» TEXT FOR ANALYSIS:
Segment Open

In 1957, he served as counsel for the state pardons board, which he was also a member of, during the legislative investigation into the board's leniency. That same year, he and Pennsylvania Auditor General Charles C. Smith each independently investigated cinder purchases by the Pennsylvania Department of Highways. McBride filed a $15,000 civil libel suit against Smith, a Republican, claiming statements he made discredited the way the Justice Department's investigation was being handled.

In April 1958, McBride was accused by United States Senate Select Committee on Improper Activities in Labor and Management counsel Robert F. Kennedy of accepting $7,500 in union funds for personal legal work for Local 107 officer Raymond Cohen. McBride testified that he was paid the $7,500 after local president Joseph E. Grace hired him to contest Teamster president Dave Beck's plan to place the union into trusteeship. He admitted to receiving $4,250 from the union after becoming attorney general – $2,500 for legal work he performed prior to taking office, a $500 Christmas gift, and $1,250 that should have been paid to his former firm, which he sent to the firm after receiving the check. Following McBride's testimony, committee member John F. Kennedy stated that there was "nothing to indicate that [McBride] did anything improper".

Pennsylvania prohibited governors from serving successive terms, meaning that Leader could not run for reelection. He was sought by party leadership to run in the 1958 United States Senate election, but announced he would only do so if one of his four preferred candidates (McBride, Richardson Dilworth, Joseph S. Clark Jr., and David L. Lawrence) received the party's backing in that year's gubernatorial election. According to The News-Dispatch reporter Mason Denison, many Democrats, as well as Republicans, felt that McBride "beyond any shadow of a doubt would have been the best insurance for Democrats on the gubernatorial front". McBride stated that it was "the biggest and most flattering surprise" to be considered for the gubernatorial nomination, but he chose not to run for the nomination, which instead went to Lawrence.

Segment Closed

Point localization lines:

Segment Open

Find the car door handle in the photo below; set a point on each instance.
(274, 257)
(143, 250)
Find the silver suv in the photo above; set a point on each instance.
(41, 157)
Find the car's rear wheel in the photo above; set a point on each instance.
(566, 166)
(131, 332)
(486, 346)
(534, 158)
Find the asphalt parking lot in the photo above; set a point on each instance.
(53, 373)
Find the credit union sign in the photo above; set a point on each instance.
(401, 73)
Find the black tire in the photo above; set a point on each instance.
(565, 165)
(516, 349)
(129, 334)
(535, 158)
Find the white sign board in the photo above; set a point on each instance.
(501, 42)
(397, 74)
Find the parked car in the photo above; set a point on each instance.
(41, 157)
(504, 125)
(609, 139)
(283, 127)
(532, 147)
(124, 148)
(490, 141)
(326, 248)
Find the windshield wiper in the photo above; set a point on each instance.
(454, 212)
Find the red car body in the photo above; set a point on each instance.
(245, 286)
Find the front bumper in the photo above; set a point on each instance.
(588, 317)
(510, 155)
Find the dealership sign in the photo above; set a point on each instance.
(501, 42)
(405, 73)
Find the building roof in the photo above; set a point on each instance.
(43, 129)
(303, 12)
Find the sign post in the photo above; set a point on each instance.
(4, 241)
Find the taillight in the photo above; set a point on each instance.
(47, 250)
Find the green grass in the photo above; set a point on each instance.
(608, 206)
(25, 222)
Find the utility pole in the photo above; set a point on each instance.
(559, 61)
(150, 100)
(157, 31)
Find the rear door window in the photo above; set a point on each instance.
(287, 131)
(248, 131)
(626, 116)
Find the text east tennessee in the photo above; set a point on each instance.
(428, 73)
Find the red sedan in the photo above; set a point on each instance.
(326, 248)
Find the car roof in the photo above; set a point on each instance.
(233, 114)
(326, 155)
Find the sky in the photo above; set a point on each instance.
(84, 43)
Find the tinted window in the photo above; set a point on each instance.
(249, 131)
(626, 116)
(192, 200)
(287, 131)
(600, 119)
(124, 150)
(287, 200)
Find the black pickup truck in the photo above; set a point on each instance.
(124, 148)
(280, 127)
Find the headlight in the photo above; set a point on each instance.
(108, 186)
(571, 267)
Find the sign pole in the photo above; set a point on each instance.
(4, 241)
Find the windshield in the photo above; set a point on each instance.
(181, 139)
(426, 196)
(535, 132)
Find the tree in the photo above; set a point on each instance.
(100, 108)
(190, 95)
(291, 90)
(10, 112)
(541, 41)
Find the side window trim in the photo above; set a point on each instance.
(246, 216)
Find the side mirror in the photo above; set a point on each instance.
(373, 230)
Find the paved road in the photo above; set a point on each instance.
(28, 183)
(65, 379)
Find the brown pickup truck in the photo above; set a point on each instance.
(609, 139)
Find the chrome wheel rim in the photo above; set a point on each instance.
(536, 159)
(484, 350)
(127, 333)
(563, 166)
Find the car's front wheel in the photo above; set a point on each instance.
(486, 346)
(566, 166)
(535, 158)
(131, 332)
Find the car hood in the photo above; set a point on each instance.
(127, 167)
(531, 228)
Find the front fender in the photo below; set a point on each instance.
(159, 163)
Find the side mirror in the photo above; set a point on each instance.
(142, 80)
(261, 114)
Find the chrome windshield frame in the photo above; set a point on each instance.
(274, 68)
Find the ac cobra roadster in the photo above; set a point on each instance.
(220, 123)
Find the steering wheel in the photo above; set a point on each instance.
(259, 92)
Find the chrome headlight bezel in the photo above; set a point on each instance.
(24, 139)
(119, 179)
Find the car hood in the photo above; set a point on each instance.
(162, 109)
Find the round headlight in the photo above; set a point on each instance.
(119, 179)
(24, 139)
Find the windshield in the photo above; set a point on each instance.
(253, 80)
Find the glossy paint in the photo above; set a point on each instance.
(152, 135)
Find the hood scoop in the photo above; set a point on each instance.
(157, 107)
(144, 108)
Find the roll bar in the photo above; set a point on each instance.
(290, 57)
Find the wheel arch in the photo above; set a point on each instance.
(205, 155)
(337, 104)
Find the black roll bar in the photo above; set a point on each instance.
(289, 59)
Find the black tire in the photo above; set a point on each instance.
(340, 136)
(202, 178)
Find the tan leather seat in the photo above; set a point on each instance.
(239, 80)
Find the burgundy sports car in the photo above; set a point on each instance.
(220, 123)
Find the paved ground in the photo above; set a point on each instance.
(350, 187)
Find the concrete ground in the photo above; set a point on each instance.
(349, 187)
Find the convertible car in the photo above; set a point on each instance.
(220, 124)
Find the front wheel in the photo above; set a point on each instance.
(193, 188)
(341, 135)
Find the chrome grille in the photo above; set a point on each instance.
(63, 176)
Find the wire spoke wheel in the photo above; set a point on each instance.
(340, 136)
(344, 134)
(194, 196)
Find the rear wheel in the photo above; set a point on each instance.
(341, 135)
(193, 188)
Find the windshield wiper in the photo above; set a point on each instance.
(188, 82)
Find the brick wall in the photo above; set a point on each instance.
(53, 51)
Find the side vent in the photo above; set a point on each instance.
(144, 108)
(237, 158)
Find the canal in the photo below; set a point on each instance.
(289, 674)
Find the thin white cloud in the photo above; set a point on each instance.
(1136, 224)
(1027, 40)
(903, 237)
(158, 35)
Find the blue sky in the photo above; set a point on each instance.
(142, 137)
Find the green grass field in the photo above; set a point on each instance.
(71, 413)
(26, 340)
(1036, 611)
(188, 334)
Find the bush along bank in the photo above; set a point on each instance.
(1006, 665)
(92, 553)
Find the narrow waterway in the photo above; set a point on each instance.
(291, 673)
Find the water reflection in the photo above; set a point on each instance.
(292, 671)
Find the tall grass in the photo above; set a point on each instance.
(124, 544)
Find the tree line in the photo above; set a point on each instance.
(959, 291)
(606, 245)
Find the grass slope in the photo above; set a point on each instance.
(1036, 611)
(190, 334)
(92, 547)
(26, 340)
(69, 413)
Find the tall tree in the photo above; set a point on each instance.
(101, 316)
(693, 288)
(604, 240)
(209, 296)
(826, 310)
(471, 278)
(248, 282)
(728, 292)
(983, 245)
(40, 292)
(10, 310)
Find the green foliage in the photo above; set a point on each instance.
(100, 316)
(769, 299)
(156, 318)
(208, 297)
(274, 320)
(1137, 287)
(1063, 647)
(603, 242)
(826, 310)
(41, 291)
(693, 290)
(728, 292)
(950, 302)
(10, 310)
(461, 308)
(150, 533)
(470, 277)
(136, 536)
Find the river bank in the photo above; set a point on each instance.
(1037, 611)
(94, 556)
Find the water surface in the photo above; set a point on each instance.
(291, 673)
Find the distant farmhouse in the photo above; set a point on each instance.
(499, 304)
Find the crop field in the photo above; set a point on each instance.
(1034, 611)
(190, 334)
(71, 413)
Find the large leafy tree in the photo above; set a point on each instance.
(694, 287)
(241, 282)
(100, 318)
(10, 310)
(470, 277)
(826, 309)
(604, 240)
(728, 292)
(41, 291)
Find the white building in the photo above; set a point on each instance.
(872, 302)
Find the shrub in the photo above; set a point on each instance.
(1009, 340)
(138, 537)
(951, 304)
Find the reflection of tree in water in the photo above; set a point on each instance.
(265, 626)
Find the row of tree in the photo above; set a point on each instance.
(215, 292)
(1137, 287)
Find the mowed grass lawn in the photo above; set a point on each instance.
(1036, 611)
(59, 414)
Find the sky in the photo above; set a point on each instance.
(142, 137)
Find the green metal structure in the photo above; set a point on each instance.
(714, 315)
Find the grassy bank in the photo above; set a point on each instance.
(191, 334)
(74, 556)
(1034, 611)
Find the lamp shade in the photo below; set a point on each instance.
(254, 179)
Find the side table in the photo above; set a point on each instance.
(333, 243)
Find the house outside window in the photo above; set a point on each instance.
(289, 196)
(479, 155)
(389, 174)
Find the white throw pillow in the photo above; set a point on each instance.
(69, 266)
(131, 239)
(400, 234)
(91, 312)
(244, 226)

Segment Closed

» QUESTIONS:
**a.** Using the passage about McBride, decide whether each statement agrees with it: (i) McBride sued Smith for $15,000; (ii) McBride received $7,500 from the union after becoming attorney general; (iii) the gubernatorial nomination went to Dilworth. Answer yes or no for each and quote the deciding words.
**b.** Copy the passage about McBride word for word from "Pennsylvania prohibited governors" to "went to Lawrence.".

» SOLUTION SET:
**a.**
(i) Yes: "McBride filed a $15,000 civil libel suit against Smith"
(ii) No: "He admitted to receiving $4,250 from the union after becoming attorney general"
(iii) No: "which instead went to Lawrence"

**b.**
Pennsylvania prohibited governors from serving successive terms, meaning that Leader could not run for reelection. He was sought by party leadership to run in the 1958 United States Senate election, but announced he would only do so if one of his four preferred candidates (McBride, Richardson Dilworth, Joseph S. Clark Jr., and David L. Lawrence) received the party's backing in that year's gubernatorial election. According to The News-Dispatch reporter Mason Denison, many Democrats, as well as Republicans, felt that McBride "beyond any shadow of a doubt would have been the best insurance for Democrats on the gubernatorial front". McBride stated that it was "the biggest and most flattering surprise" to be considered for the gubernatorial nomination, but he chose not to run for the nomination, which instead went to Lawrence.